(Point localization data)
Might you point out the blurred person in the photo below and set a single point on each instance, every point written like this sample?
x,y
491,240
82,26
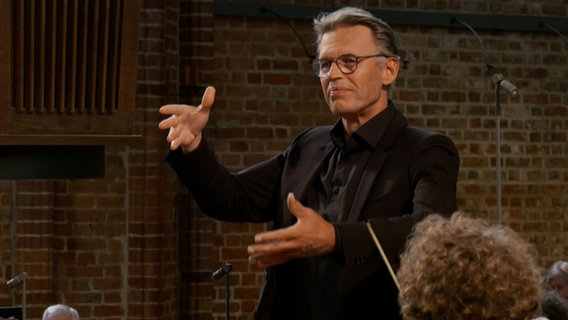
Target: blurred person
x,y
554,307
60,312
557,278
370,167
461,268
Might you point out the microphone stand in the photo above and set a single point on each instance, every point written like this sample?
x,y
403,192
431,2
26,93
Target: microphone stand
x,y
225,270
498,147
24,301
499,82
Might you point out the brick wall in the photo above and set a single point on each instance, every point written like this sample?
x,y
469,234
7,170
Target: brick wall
x,y
132,245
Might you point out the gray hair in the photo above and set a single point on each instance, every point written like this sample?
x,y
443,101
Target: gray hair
x,y
59,309
350,16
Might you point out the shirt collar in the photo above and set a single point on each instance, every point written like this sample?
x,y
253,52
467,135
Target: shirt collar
x,y
369,133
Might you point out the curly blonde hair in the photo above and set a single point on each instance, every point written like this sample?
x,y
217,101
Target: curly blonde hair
x,y
462,268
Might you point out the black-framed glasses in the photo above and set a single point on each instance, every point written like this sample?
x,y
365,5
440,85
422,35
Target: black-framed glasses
x,y
346,63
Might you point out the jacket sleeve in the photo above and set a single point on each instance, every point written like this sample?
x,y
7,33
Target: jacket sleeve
x,y
246,196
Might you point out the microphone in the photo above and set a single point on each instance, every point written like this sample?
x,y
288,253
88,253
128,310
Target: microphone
x,y
17,280
226,268
505,85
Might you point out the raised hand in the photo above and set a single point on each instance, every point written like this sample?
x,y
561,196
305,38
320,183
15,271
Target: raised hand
x,y
311,235
186,122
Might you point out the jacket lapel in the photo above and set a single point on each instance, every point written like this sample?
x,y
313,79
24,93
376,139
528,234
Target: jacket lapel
x,y
374,166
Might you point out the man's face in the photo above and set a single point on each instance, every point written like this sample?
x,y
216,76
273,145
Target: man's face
x,y
362,94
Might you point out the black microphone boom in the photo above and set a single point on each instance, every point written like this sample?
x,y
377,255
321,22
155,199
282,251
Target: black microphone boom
x,y
226,268
17,280
505,85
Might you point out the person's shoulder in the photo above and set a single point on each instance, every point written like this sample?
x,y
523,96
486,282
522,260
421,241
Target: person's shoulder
x,y
319,132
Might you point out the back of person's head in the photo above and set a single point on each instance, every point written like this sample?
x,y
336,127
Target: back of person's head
x,y
462,268
553,306
60,312
351,16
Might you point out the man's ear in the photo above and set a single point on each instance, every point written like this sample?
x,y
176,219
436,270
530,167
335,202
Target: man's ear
x,y
390,71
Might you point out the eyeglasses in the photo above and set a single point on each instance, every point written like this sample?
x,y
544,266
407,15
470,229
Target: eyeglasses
x,y
346,64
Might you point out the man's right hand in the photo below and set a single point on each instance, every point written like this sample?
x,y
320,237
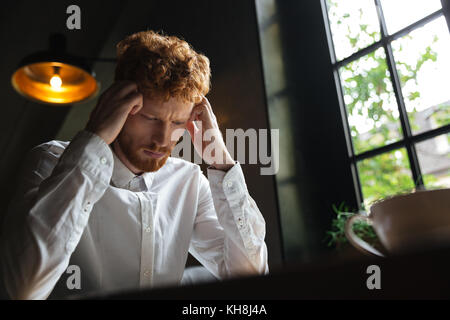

Problem details: Each line above that contains the word "below" should be copied.

Solution to the exercise:
Might you point out the blurred person in the photo below and set a single point on each instance, every point written like this sample?
Might you point out the man's right hand in the photo below and set a single point on each instance, every point written like this sample?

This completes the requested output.